## [Assignment]
Straight copy, no pictures: transcribe each entry as it stands.

## [Source records]
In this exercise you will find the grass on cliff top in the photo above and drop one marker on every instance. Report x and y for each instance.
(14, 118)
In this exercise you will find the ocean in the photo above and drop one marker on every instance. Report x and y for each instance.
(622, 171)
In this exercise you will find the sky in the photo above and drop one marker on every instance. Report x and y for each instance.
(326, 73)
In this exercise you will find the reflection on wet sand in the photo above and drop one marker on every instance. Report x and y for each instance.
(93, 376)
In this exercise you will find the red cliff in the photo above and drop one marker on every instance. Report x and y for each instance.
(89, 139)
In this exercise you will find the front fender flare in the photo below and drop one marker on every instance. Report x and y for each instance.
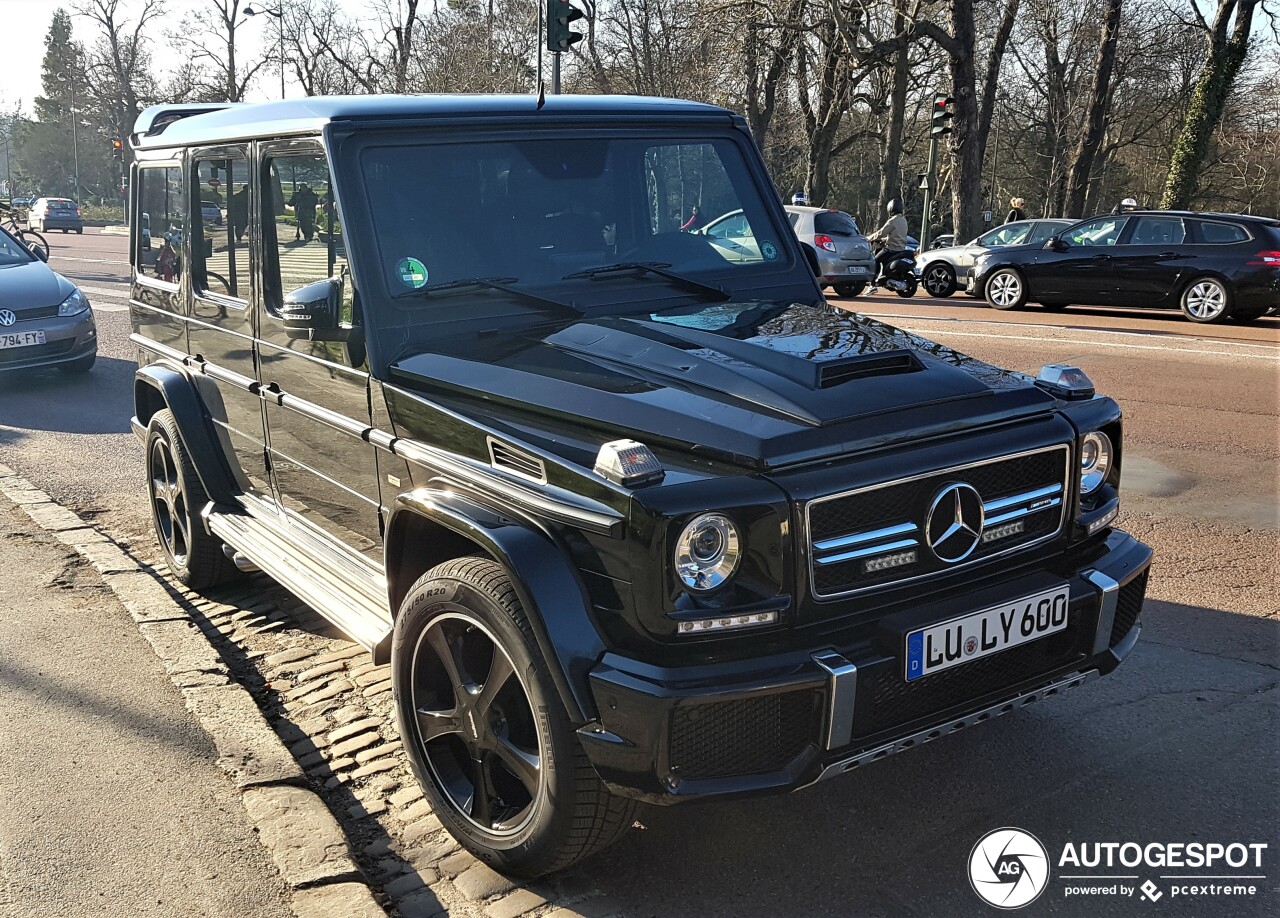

## [Exercise answer]
In this exercise you will find the grass on cliff top in the photo above and drop one marker on every instance. Report x and y for each instance.
(14, 118)
In this exercise you will find the ocean in the photo above and drop one marker on every instance. Report x and y for each instance.
(622, 171)
In this exercise you will find the sky in the photo above and drop one marker on every instance. Report x and y for each instance.
(326, 73)
In this exercise you will find the reflection on wet sand in the photo above and drop one marker on every instance. Report x and y for each instance.
(93, 376)
In this exercise you will find the red cliff in the photo above and drop one marker on every instance. Report x and y for each instance.
(89, 139)
In this exercise you will find the front fender flare in the photo below and drop one marker on every instance. Report x and y for each instance.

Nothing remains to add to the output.